- **Extrait**
========================================================================

La plupart du temps, ces situations sont vécues douloureusement, d'autant que les pères sont contraints au départ. Les femmes devaient donc "expier" pour ce mélange des races au sein de la cellule familiale et subir brimades et vexations de la communauté. Mademoiselle de Geyer, qui a mis en place un service de marraines à Pontivy et s'est beaucoup occupée des prisonniers, raconte la naissance d'une petite Marie-France, en 1945, dont le père biologique est tirailleur sénégalais. La mère, qui habitait en face du camp de prisonniers, était mariée à un prisonnier de guerre resté en Allemagne. Revenu à Pontivy en mai 1945, l'époux découvrira cette petite métisse qu'il adoptera et aimera comme sa fille. Mais les railleries - "à force de voir les Noirs, son sang a tourné", "Tellement inquiète sur le sort de son mari, son sang a tourné" - ont blessé cette famille.
L'appartenance à la Résistance et les ralliements aux différents maquis via les FFI et les FTP sont pour le moins minorés, sous prétexte que ces hommes ne seraient pas moralement, intellectuellement et socialement capables de comprendre la grandeur, la beauté et la nécessité de ce mouvement. Au-delà de l'injure, l'on enterre sans gloire ceux qui sont morts pour cet idéal. Ils sont d'ailleurs encore nombreux, les courageux résistants d'outre-mer, à ne pas voir leur tombe honorée.
L'administration française a toujours estimé que les Africains ne savaient pas se servir utilement des sommes perçues. Ainsi, la mise en place des prestations familiales a été retardée jusqu'en 1956, sous prétexte que les Africains dépenseraient cet argent pour la polygamie et l'alcool.

========================================================================

[Entrées enregistrées]

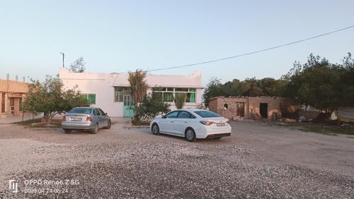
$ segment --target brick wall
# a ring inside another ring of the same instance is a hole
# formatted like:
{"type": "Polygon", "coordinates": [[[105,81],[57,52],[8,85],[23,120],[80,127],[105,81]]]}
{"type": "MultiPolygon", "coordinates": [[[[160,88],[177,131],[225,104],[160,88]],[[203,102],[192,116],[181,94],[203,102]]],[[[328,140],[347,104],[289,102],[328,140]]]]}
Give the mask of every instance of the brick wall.
{"type": "Polygon", "coordinates": [[[289,98],[277,97],[218,97],[212,98],[209,102],[209,109],[218,113],[225,118],[232,119],[236,115],[236,103],[244,103],[244,118],[251,119],[252,113],[261,114],[260,103],[268,104],[268,118],[272,119],[273,113],[280,113],[280,104],[285,107],[294,107],[293,101],[289,98]],[[224,109],[227,104],[228,108],[224,109]]]}

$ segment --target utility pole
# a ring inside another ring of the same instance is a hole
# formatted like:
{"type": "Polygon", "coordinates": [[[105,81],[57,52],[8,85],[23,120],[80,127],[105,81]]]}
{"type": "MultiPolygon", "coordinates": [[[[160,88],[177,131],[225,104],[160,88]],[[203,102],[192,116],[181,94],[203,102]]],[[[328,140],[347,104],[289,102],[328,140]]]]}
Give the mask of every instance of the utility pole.
{"type": "Polygon", "coordinates": [[[60,52],[61,54],[62,54],[63,56],[63,68],[64,68],[64,56],[65,56],[65,54],[64,54],[64,52],[60,52]]]}

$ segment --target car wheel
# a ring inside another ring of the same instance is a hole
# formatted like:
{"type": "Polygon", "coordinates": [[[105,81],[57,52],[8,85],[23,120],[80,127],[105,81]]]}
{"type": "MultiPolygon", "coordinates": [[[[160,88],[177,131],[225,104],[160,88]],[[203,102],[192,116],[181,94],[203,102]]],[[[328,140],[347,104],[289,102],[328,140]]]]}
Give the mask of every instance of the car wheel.
{"type": "Polygon", "coordinates": [[[112,123],[110,122],[110,121],[108,121],[108,124],[107,125],[106,127],[105,127],[105,128],[110,129],[111,126],[112,126],[112,123]]]}
{"type": "Polygon", "coordinates": [[[185,139],[187,139],[188,142],[194,142],[196,140],[195,133],[193,129],[190,128],[187,128],[185,131],[185,139]]]}
{"type": "Polygon", "coordinates": [[[96,123],[93,129],[91,131],[91,133],[96,134],[98,131],[98,123],[96,123]]]}
{"type": "Polygon", "coordinates": [[[157,123],[154,123],[152,127],[152,134],[158,135],[160,134],[160,128],[159,128],[159,126],[157,123]]]}

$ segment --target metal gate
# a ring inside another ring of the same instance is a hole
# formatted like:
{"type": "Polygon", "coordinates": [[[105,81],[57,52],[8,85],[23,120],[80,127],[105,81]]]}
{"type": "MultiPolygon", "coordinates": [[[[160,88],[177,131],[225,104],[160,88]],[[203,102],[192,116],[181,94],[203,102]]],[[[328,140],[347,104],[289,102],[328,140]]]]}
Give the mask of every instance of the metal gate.
{"type": "Polygon", "coordinates": [[[123,96],[123,116],[134,116],[134,101],[130,95],[123,96]]]}
{"type": "Polygon", "coordinates": [[[11,109],[11,114],[15,114],[15,105],[13,104],[13,97],[10,97],[10,108],[11,109]]]}

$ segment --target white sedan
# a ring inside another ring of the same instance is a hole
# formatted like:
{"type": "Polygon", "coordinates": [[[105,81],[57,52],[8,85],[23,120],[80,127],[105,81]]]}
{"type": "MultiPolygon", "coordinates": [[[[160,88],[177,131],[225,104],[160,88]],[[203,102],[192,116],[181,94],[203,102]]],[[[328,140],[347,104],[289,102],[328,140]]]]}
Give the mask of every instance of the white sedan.
{"type": "Polygon", "coordinates": [[[184,137],[193,142],[199,138],[219,139],[230,136],[229,119],[203,109],[178,109],[171,111],[150,123],[153,134],[165,133],[184,137]]]}

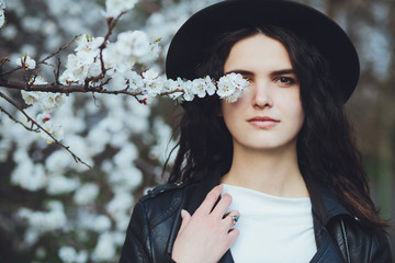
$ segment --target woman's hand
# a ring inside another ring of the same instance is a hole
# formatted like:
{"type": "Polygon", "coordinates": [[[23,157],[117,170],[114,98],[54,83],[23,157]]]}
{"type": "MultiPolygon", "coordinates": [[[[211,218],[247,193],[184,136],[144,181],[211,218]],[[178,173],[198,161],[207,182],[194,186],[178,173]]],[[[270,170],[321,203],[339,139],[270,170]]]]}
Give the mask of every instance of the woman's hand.
{"type": "Polygon", "coordinates": [[[193,216],[181,211],[182,224],[171,254],[177,263],[218,262],[238,237],[238,229],[233,228],[233,216],[239,213],[226,214],[230,195],[224,194],[213,209],[222,191],[222,185],[215,186],[193,216]]]}

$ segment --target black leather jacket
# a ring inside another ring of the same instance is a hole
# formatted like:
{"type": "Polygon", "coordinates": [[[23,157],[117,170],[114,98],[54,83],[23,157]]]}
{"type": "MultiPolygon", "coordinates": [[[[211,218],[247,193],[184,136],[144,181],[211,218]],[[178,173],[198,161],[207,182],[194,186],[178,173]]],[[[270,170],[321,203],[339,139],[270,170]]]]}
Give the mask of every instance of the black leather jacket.
{"type": "MultiPolygon", "coordinates": [[[[134,207],[120,262],[173,262],[171,251],[181,209],[192,215],[217,184],[219,176],[214,173],[199,183],[165,184],[149,191],[134,207]]],[[[365,231],[324,186],[311,185],[308,191],[317,245],[312,263],[393,262],[385,233],[365,231]]],[[[234,262],[230,250],[219,262],[234,262]]]]}

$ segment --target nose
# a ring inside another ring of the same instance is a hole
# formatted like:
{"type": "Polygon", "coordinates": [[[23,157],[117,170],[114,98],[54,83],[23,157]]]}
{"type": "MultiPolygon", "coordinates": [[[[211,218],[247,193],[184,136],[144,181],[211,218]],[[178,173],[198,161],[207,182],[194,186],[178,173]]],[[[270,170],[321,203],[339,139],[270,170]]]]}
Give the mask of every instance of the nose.
{"type": "Polygon", "coordinates": [[[257,108],[272,107],[273,101],[270,94],[270,87],[264,82],[255,82],[252,94],[252,106],[257,108]]]}

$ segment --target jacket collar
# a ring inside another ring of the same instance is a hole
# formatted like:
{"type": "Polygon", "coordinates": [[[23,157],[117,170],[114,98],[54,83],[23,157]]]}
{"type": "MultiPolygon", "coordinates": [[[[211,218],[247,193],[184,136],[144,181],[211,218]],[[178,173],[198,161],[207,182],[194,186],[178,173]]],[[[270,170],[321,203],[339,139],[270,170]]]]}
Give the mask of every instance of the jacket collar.
{"type": "Polygon", "coordinates": [[[312,208],[314,215],[327,227],[329,221],[337,216],[350,216],[343,205],[339,202],[335,194],[318,182],[306,182],[308,193],[311,195],[312,208]]]}
{"type": "MultiPolygon", "coordinates": [[[[193,197],[185,204],[185,209],[192,215],[202,204],[207,193],[221,184],[221,176],[225,174],[223,167],[218,167],[212,173],[207,172],[196,184],[193,197]]],[[[341,215],[352,216],[339,202],[339,199],[323,184],[318,182],[306,182],[311,195],[314,232],[316,237],[317,253],[312,262],[329,263],[343,262],[341,254],[334,244],[327,230],[329,221],[341,215]],[[328,259],[336,261],[328,261],[328,259]]],[[[234,263],[230,250],[221,259],[219,263],[234,263]]]]}
{"type": "MultiPolygon", "coordinates": [[[[202,176],[199,182],[193,199],[189,204],[190,213],[198,209],[202,204],[208,192],[221,184],[221,178],[226,173],[223,165],[218,165],[212,173],[207,172],[202,176]]],[[[311,180],[306,182],[308,193],[311,195],[313,213],[323,226],[327,227],[329,221],[337,216],[350,216],[348,211],[339,202],[339,199],[321,183],[311,180]]]]}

========================================================================

- **Consigne 1**
D'après l'extrait, jusqu'à quelle année la mise en place des prestations familiales a-t-elle été retardée ?
- **Consigne 2**
Restituez sans modification le passage de l'extrait qui commence par « L'appartenance à la » et se termine par « leur tombe honorée. ».

- **Corrigé 1**
Jusqu'en 1956.

- **Corrigé 2**
L'appartenance à la Résistance et les ralliements aux différents maquis via les FFI et les FTP sont pour le moins minorés, sous prétexte que ces hommes ne seraient pas moralement, intellectuellement et socialement capables de comprendre la grandeur, la beauté et la nécessité de ce mouvement. Au-delà de l'injure, l'on enterre sans gloire ceux qui sont morts pour cet idéal. Ils sont d'ailleurs encore nombreux, les courageux résistants d'outre-mer, à ne pas voir leur tombe honorée.